GOAL OF THE EXERCISE: Format all of the data below as a JSON list of strings, with one string per line and no blank lines. Omit the pictures from the output.

# Start of RAW RECORDS

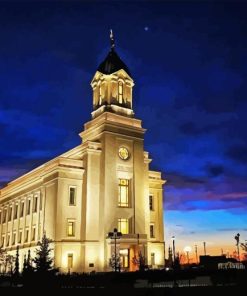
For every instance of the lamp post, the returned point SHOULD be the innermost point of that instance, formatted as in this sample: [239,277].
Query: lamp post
[115,235]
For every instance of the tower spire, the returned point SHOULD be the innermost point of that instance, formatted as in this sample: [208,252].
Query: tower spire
[112,40]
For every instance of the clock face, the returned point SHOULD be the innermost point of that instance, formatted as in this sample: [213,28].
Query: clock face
[123,153]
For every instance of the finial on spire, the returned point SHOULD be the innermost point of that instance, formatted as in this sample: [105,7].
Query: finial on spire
[112,39]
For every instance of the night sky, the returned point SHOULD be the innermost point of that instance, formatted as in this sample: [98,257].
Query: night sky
[189,64]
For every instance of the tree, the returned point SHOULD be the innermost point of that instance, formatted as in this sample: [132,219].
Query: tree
[43,260]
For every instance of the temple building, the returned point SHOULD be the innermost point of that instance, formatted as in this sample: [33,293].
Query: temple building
[102,184]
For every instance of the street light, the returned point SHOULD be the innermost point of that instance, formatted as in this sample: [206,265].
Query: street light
[115,235]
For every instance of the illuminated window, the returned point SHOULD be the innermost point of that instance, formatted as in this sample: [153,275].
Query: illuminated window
[152,258]
[26,235]
[35,202]
[120,92]
[13,238]
[4,215]
[124,258]
[70,261]
[152,230]
[20,237]
[33,233]
[2,242]
[100,95]
[123,193]
[72,196]
[10,214]
[123,225]
[22,209]
[8,240]
[71,228]
[40,202]
[16,211]
[28,206]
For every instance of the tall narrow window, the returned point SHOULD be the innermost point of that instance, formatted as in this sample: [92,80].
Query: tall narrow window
[100,95]
[22,209]
[4,215]
[16,211]
[28,206]
[13,238]
[123,225]
[33,233]
[20,237]
[123,193]
[120,92]
[2,242]
[72,196]
[151,202]
[70,261]
[71,228]
[35,202]
[10,214]
[8,240]
[27,235]
[152,258]
[152,230]
[40,202]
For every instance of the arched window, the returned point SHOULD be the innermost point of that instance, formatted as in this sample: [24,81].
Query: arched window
[120,92]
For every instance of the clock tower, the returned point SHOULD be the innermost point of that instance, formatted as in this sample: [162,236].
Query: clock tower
[119,190]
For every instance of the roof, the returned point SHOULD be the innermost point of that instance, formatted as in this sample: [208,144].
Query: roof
[112,63]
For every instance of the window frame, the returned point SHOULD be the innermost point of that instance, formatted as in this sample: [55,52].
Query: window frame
[75,191]
[153,230]
[122,204]
[120,227]
[68,228]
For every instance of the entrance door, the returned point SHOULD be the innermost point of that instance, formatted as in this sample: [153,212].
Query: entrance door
[124,258]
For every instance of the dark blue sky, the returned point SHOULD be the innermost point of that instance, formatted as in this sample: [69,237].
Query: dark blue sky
[189,64]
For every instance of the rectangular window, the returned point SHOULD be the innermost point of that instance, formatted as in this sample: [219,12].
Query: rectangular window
[4,215]
[20,237]
[71,228]
[151,202]
[152,230]
[70,261]
[16,211]
[8,240]
[72,196]
[26,235]
[9,214]
[28,206]
[33,233]
[123,192]
[40,202]
[13,238]
[123,225]
[35,202]
[22,209]
[120,92]
[152,258]
[2,242]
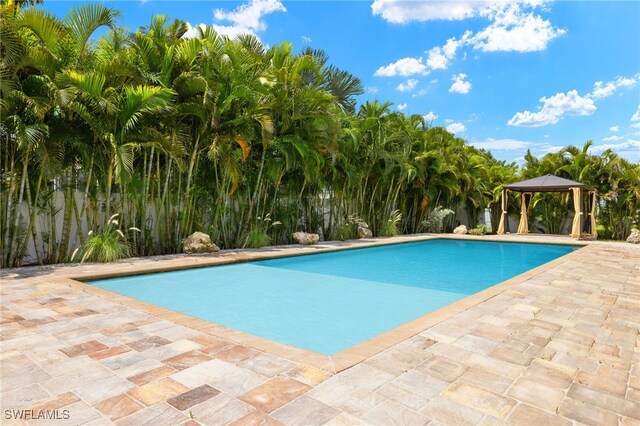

# End of RAW RECORDS

RESULT:
[
  "For every instance of the lamp post, the returned point SHOULD be the innermost point of that instance, formatted as in this sample: [239,277].",
  "Query: lamp post",
  "[115,235]",
  "For every instance of the tower spire, the returned point SHOULD be the innermost point of that instance, formatted as in this sample: [208,252].",
  "Query: tower spire",
  "[112,40]",
  "For every instance of the clock face, the returned point SHOULD be the innermost point of that instance, formatted as in this sample: [213,28].",
  "Query: clock face",
  "[123,153]",
  "For every instance of the finial on spire, the returned point SHOULD be the innermost point of that instance, formatted as in this sample: [105,7].",
  "Query: finial on spire",
  "[112,39]",
  "For every instance of the night sky, the returned point SHOULD be the innermost point of that instance, formatted as in this sample: [98,257].",
  "Query: night sky",
  "[189,64]",
  "For every instance of the tree, the returned point SHOULD be the innermost point of that instance, formatted as in this sample: [132,219].",
  "Query: tree",
  "[43,260]",
  "For every instance of the temple building, the returned point SHOULD be the innermost point of that instance, formatted as in this sample: [33,293].",
  "Query: temple building",
  "[102,184]",
  "For every instance of the street light, the returned point SHOULD be the innermost point of that instance, formatted as in this sample: [206,265].",
  "Query: street light",
  "[115,235]",
  "For every instance of the illuminated window, the returned point SHOULD be the innermost point of that instance, formatted as in this sample: [153,275].",
  "Query: illuminated window",
  "[152,258]",
  "[26,235]",
  "[35,202]",
  "[120,92]",
  "[13,238]",
  "[4,215]",
  "[124,258]",
  "[70,261]",
  "[152,230]",
  "[20,237]",
  "[33,233]",
  "[2,242]",
  "[100,95]",
  "[123,193]",
  "[72,196]",
  "[10,214]",
  "[123,225]",
  "[22,209]",
  "[8,240]",
  "[71,228]",
  "[40,202]",
  "[16,211]",
  "[28,206]",
  "For every instance of the tall narrow window, the returned point SHOULD be the innermost point of that instance, formatted as in this sample: [92,80].",
  "Query: tall narrow window",
  "[100,95]",
  "[22,209]",
  "[4,215]",
  "[16,211]",
  "[28,206]",
  "[13,238]",
  "[123,225]",
  "[33,233]",
  "[20,237]",
  "[123,193]",
  "[120,92]",
  "[2,242]",
  "[72,196]",
  "[151,202]",
  "[70,261]",
  "[71,228]",
  "[35,202]",
  "[10,214]",
  "[8,240]",
  "[27,235]",
  "[152,258]",
  "[152,230]",
  "[40,202]",
  "For every instance of the arched window, the returned point SHOULD be the innermost point of that instance, formatted as in this sample: [24,81].",
  "Query: arched window",
  "[120,92]",
  "For every instance of the clock tower, the returned point SHOULD be the innermost point of that instance, formatted as in this sample: [162,236].",
  "Query: clock tower",
  "[119,190]",
  "For every instance of the roof, the returned point SHOULD be the innermost point of that instance, formatted as in this sample: [208,144].",
  "Query: roof",
  "[112,63]",
  "For every instance of the window frame, the returned point SHOULD be the innermost point of that instance, formatted as in this sample: [55,52].",
  "Query: window frame",
  "[75,191]",
  "[153,230]",
  "[122,204]",
  "[120,227]",
  "[68,228]",
  "For every instance of the entrance door, the returned point SHOULD be the innermost point of that instance, formatted as in this sample: [153,212].",
  "Query: entrance door",
  "[124,258]",
  "For every instance of the dark blue sky, the returned point SHOULD be the innermost point of that instance, formatted as in this sample: [69,237].",
  "Query: dark blue sky",
  "[189,64]",
  "For every instance of the rectangular window, the returned point SHOULD be the innermost point of that instance, formatted as in this sample: [219,12].",
  "Query: rectangular window",
  "[4,215]",
  "[20,237]",
  "[71,228]",
  "[151,202]",
  "[152,230]",
  "[70,261]",
  "[16,211]",
  "[8,240]",
  "[72,196]",
  "[26,235]",
  "[9,214]",
  "[28,206]",
  "[33,233]",
  "[123,192]",
  "[40,202]",
  "[13,238]",
  "[123,225]",
  "[35,202]",
  "[22,209]",
  "[120,92]",
  "[152,258]",
  "[2,242]"
]